Directions
Return all of the material, keeping each line exactly as it is.

▬▬▬▬▬▬

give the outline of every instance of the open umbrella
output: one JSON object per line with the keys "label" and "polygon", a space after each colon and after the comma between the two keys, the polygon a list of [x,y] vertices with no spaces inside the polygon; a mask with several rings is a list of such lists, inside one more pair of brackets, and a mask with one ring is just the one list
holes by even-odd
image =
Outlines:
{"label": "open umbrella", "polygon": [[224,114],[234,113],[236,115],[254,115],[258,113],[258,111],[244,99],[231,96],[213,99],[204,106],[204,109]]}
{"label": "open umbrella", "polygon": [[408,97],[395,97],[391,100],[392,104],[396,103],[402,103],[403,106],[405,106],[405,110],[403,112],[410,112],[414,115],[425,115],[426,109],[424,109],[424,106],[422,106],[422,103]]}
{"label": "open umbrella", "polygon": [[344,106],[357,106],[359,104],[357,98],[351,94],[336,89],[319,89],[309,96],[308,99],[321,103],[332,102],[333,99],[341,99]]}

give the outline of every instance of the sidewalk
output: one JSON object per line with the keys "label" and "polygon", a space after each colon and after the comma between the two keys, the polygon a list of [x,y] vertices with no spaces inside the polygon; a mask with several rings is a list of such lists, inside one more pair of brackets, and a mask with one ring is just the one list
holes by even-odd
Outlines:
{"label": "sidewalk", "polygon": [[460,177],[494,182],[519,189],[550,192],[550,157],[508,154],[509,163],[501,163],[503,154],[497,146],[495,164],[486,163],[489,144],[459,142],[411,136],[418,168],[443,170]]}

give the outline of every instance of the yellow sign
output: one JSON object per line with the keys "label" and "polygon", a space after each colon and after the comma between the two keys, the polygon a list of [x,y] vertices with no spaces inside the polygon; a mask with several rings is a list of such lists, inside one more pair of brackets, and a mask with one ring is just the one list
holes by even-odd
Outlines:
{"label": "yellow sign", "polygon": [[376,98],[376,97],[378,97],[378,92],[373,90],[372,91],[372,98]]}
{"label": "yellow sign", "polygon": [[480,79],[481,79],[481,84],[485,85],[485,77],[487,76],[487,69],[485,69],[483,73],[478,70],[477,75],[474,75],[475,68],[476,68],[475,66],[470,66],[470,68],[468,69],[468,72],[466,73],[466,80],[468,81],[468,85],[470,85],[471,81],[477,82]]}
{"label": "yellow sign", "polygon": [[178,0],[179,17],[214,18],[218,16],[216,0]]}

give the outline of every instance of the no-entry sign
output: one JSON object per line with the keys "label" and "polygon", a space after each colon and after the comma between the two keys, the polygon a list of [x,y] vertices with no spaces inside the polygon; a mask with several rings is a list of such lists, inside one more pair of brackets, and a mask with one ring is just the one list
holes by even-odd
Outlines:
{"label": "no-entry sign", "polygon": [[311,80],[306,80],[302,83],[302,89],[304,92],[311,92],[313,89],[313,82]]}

▬▬▬▬▬▬

Answer section
give the outline of every instance of the open umbrella
output: one JSON object per line with the keys "label" and "polygon", a space after each colon and after the comma between the two keys, the polygon a list of [x,y] vertices with no spaces inside the polygon; a mask with several rings is a list of such lists, inside one more pair of brackets, and a mask with one ring is just the one list
holes by even-odd
image =
Outlines:
{"label": "open umbrella", "polygon": [[224,114],[234,113],[236,115],[254,115],[258,113],[258,111],[244,99],[231,96],[213,99],[204,106],[204,109]]}
{"label": "open umbrella", "polygon": [[408,97],[395,97],[391,100],[392,104],[396,103],[402,103],[403,106],[405,106],[405,110],[403,112],[410,112],[414,115],[425,115],[426,109],[424,109],[424,106],[422,106],[422,103]]}
{"label": "open umbrella", "polygon": [[344,106],[357,106],[359,104],[357,98],[351,94],[336,89],[319,89],[309,96],[308,99],[321,103],[332,102],[333,99],[341,99]]}

give the outline of every instance of the sidewalk
output: one JSON object per line with the keys "label" and "polygon", a space after each colon and after the comma between the two keys, the polygon a list of [x,y] vertices with no spaces inside the polygon; a mask with several rings is a list of such lists, inside one more pair of brackets, and a mask with one ring is just the one list
holes by even-odd
Outlines:
{"label": "sidewalk", "polygon": [[460,177],[494,182],[519,189],[550,192],[550,157],[508,154],[509,163],[501,163],[503,154],[497,146],[495,164],[486,163],[489,144],[459,142],[411,136],[418,168],[443,170]]}

give the outline of every instance of the yellow sign
output: one JSON object per line with the keys "label" and "polygon", a space after each colon and after the comma between the two keys, the polygon a list of [x,y] vertices with no spaces inside the polygon; a mask with several rings is a list of such lists, inside one more pair of brackets, and a mask with one ring is just the one list
holes by even-odd
Outlines:
{"label": "yellow sign", "polygon": [[376,98],[376,97],[378,97],[378,92],[373,90],[372,91],[372,98]]}
{"label": "yellow sign", "polygon": [[480,79],[481,79],[481,84],[485,85],[485,77],[487,76],[487,69],[485,69],[483,73],[478,70],[477,75],[474,75],[475,68],[476,68],[475,66],[470,66],[470,68],[468,69],[468,72],[466,73],[466,80],[468,81],[468,85],[470,85],[471,81],[477,82]]}
{"label": "yellow sign", "polygon": [[178,0],[179,17],[214,18],[218,16],[216,0]]}

give the outline of every instance of the no-entry sign
output: one JSON object per line with the keys "label" and "polygon", a space after each colon and after the comma between the two keys, the polygon a list of [x,y] vertices with no spaces inside the polygon; a mask with several rings is a list of such lists, inside one more pair of brackets, and a mask with one ring is just the one list
holes by even-odd
Outlines:
{"label": "no-entry sign", "polygon": [[311,80],[306,80],[302,83],[302,89],[304,92],[311,92],[313,89],[313,82]]}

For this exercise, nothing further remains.